_Prompt_: Find "subject: wavy red hair" in the data, then restate the line it sits in and every later line word for word, ending with the last line.

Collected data
* * *
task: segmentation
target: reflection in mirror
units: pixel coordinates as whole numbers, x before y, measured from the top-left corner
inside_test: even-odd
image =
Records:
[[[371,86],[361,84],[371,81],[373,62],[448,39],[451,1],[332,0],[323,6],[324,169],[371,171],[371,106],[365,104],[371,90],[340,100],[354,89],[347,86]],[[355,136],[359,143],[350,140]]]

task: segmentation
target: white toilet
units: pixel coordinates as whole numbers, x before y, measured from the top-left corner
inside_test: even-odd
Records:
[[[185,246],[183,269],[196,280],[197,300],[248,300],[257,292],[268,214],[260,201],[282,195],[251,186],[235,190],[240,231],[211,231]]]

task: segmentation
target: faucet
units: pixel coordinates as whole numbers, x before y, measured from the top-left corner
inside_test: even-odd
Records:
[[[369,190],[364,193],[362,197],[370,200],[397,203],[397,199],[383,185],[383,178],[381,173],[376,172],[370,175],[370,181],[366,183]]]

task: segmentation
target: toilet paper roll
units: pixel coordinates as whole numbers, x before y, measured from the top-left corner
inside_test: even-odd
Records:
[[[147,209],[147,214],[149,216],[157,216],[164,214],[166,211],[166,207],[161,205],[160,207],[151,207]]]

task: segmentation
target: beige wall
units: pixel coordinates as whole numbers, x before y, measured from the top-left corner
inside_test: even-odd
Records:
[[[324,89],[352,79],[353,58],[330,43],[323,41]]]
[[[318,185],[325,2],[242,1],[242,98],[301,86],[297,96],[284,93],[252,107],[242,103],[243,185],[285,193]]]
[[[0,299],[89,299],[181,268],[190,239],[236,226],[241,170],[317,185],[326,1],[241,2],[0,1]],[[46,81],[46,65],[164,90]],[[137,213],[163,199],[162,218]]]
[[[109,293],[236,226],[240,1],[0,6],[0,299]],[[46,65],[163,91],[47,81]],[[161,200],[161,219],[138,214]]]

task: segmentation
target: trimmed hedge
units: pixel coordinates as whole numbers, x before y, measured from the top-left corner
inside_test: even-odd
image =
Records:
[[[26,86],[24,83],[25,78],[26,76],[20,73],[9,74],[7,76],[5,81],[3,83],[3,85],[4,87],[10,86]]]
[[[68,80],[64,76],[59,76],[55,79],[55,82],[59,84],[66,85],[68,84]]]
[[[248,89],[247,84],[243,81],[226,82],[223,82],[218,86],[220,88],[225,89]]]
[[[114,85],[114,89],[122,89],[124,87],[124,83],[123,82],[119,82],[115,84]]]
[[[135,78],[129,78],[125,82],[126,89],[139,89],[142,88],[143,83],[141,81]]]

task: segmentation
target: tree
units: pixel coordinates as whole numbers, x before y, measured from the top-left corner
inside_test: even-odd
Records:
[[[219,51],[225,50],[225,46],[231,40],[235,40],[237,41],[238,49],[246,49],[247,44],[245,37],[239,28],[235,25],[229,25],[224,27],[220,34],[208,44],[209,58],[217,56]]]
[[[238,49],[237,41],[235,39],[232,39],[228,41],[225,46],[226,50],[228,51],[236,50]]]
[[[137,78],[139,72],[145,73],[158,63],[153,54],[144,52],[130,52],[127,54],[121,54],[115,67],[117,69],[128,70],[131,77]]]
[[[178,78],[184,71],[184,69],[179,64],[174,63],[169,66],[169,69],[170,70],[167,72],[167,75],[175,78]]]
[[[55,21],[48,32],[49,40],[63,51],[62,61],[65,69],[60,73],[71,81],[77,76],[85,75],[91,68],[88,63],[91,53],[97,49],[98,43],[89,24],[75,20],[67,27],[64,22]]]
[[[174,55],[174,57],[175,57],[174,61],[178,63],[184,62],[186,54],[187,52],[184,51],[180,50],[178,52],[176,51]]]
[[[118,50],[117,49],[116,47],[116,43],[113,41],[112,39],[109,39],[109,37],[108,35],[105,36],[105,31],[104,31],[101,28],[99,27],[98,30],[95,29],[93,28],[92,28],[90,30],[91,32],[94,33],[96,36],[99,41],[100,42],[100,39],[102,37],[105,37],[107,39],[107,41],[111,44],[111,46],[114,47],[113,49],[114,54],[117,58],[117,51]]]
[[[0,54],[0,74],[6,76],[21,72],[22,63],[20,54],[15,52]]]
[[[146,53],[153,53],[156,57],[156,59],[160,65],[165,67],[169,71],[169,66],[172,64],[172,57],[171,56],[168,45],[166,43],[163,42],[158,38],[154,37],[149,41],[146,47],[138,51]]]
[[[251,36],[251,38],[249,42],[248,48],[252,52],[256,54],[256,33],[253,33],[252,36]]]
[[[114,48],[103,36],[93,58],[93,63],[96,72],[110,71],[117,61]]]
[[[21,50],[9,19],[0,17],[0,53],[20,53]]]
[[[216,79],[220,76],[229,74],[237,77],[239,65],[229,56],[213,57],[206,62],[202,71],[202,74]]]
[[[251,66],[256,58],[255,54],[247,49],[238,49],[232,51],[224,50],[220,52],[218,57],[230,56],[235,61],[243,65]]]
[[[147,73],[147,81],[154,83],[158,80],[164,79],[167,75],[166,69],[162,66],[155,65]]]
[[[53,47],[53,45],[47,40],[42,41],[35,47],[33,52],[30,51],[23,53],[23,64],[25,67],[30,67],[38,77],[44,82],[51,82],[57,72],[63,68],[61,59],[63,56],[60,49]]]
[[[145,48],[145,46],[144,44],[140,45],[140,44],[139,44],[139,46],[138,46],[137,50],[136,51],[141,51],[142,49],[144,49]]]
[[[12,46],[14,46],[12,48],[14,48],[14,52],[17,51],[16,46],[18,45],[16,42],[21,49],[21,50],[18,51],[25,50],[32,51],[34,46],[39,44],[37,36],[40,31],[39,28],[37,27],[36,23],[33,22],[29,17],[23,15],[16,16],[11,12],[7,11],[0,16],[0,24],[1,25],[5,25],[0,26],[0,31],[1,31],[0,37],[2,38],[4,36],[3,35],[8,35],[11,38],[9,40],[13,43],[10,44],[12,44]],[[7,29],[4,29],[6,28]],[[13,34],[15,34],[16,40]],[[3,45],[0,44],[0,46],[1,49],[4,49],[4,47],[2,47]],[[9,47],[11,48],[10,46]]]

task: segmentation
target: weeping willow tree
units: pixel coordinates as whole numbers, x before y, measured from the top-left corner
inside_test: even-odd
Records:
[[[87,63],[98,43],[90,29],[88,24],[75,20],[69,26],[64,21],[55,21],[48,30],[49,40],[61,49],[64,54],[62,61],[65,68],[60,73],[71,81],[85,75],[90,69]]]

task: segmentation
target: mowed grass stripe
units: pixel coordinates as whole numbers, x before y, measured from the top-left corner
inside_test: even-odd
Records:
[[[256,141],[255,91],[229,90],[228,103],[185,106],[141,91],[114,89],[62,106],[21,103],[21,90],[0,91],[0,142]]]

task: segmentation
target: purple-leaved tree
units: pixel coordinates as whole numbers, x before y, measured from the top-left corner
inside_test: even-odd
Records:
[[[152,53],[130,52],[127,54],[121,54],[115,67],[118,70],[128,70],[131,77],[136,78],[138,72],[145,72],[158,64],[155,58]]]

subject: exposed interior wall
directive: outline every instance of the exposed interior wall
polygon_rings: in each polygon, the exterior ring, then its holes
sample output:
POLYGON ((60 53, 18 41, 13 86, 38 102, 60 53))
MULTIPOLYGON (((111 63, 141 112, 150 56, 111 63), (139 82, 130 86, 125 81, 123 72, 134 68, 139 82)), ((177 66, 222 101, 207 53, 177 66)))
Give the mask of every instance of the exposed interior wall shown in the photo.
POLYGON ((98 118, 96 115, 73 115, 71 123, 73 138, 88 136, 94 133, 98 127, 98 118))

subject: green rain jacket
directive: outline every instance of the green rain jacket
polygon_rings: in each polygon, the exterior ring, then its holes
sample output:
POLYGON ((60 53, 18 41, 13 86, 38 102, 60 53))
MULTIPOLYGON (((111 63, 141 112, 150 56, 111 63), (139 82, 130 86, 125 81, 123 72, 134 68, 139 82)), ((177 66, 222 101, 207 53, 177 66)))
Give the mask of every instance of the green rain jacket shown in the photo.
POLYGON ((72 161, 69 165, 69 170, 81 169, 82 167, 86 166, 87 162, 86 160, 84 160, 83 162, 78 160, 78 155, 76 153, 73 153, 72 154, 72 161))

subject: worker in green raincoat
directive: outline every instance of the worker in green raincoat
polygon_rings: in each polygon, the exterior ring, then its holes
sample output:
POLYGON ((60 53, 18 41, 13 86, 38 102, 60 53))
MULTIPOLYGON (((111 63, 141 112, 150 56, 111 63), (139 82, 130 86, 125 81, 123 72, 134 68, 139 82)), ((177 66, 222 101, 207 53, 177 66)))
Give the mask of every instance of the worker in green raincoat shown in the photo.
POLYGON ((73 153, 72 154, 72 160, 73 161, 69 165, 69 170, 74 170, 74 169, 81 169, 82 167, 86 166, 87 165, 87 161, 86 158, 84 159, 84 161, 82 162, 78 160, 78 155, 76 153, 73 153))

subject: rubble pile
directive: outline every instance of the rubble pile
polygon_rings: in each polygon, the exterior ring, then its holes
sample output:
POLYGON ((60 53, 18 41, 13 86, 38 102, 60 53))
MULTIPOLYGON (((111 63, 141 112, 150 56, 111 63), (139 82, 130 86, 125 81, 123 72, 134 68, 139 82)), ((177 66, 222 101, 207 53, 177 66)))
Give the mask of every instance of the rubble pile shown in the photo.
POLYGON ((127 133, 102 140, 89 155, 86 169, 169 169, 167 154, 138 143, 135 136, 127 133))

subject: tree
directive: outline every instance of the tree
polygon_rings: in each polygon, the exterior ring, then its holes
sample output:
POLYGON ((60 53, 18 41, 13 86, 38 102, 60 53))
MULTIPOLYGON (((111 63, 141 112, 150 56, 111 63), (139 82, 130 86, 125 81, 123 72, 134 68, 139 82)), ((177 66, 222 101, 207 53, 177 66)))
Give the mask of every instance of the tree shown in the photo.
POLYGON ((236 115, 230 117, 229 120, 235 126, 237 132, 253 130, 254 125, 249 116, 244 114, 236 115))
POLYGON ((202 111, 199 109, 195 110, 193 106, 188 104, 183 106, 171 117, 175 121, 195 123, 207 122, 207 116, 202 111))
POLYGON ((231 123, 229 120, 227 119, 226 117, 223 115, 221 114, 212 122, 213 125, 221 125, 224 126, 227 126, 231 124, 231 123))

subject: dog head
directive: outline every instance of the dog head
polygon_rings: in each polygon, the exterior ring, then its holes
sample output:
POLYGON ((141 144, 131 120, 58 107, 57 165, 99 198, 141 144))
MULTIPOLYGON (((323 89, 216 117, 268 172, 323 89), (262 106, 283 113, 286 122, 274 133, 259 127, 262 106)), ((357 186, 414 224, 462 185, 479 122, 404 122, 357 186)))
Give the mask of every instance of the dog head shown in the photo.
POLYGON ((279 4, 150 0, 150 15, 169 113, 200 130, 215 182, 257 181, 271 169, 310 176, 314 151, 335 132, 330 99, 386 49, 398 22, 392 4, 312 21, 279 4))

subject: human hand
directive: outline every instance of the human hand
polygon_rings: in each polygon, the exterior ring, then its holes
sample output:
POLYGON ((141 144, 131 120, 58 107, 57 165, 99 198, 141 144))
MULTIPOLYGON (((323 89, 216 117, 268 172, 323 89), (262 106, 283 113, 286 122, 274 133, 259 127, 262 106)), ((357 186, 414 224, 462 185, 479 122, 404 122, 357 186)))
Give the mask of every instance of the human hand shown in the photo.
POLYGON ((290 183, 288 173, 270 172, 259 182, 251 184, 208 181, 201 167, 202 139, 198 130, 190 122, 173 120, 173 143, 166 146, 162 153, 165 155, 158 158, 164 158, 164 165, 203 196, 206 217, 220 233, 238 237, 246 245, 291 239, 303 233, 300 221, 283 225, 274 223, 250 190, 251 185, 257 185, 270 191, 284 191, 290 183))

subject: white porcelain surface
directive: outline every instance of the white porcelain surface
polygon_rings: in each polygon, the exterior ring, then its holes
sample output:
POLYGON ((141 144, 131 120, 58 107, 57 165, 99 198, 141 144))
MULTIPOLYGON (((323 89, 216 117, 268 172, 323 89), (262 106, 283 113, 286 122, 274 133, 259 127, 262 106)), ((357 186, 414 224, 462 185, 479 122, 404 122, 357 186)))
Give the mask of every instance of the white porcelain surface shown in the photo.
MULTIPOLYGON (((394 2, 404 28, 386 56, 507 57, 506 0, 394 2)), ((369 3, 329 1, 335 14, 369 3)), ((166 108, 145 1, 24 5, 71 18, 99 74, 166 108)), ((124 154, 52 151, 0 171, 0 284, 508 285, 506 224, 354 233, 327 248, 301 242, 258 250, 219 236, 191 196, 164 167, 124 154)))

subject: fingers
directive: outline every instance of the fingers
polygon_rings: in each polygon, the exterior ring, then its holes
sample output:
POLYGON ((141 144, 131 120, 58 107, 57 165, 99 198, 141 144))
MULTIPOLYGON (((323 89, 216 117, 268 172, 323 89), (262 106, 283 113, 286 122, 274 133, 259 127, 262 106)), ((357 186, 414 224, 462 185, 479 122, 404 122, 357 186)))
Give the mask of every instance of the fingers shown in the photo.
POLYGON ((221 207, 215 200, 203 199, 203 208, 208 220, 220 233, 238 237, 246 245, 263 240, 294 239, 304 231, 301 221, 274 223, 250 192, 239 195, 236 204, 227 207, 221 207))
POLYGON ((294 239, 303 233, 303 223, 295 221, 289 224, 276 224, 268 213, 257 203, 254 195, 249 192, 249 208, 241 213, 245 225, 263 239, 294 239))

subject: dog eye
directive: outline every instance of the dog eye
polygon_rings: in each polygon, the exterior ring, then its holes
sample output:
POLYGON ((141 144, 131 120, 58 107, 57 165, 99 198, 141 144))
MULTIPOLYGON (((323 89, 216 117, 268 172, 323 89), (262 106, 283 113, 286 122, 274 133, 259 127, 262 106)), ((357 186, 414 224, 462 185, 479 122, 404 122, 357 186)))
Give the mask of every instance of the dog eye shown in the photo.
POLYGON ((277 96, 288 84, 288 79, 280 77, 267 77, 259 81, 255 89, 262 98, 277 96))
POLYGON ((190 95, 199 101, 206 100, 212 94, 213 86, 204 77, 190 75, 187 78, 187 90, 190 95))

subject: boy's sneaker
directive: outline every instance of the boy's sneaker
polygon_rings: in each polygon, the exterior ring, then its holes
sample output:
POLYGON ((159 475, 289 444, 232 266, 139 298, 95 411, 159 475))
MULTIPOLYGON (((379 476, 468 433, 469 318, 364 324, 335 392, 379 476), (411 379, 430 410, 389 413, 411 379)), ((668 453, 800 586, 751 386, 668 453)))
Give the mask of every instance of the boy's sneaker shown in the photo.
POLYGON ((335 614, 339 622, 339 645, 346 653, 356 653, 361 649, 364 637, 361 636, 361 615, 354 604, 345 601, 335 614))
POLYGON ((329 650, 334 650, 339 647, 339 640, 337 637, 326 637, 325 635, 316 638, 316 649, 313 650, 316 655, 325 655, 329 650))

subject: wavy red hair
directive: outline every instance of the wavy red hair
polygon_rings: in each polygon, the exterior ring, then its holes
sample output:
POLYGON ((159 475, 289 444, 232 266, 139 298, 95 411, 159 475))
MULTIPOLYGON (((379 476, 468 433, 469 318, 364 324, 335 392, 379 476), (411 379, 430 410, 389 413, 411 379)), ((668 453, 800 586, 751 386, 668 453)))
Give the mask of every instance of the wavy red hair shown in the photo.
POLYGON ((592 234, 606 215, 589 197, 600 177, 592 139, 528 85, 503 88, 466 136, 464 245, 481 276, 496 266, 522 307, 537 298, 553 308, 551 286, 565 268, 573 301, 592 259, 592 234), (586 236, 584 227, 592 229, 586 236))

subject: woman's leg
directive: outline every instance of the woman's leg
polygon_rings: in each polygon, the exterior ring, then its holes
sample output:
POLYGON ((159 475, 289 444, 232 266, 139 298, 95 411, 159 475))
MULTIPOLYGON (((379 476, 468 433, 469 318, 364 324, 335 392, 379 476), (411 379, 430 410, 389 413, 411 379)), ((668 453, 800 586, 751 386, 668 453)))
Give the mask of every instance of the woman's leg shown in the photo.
* * *
_Output for this task_:
subject: wavy red hair
directive: outline every instance of the wavy red hair
polygon_rings: in each polygon, the exterior ring, then its holes
sample output:
POLYGON ((159 475, 289 444, 232 266, 139 298, 95 411, 159 475))
MULTIPOLYGON (((379 476, 468 433, 469 318, 364 324, 335 392, 379 476), (411 379, 430 410, 389 413, 411 379)), ((668 453, 800 586, 751 386, 668 453)))
Give the mask of every instance of the wavy red hair shown in the photo.
POLYGON ((592 234, 606 215, 589 197, 600 177, 592 139, 528 85, 503 88, 466 136, 464 245, 481 276, 496 266, 522 307, 537 298, 553 308, 551 286, 565 268, 573 301, 592 259, 592 234), (586 236, 584 227, 592 229, 586 236))

subject: woman's leg
directive: outline every instance of the woman's leg
polygon_rings: in each polygon, the exterior ring, then its holes
sample output:
POLYGON ((159 475, 289 444, 232 266, 139 298, 95 411, 159 475))
MULTIPOLYGON (((379 476, 468 433, 469 318, 364 324, 335 392, 379 476), (411 379, 430 410, 389 413, 411 379)), ((668 453, 800 586, 751 386, 668 453)))
Give the mask of every instance of the woman's leg shown in the photo.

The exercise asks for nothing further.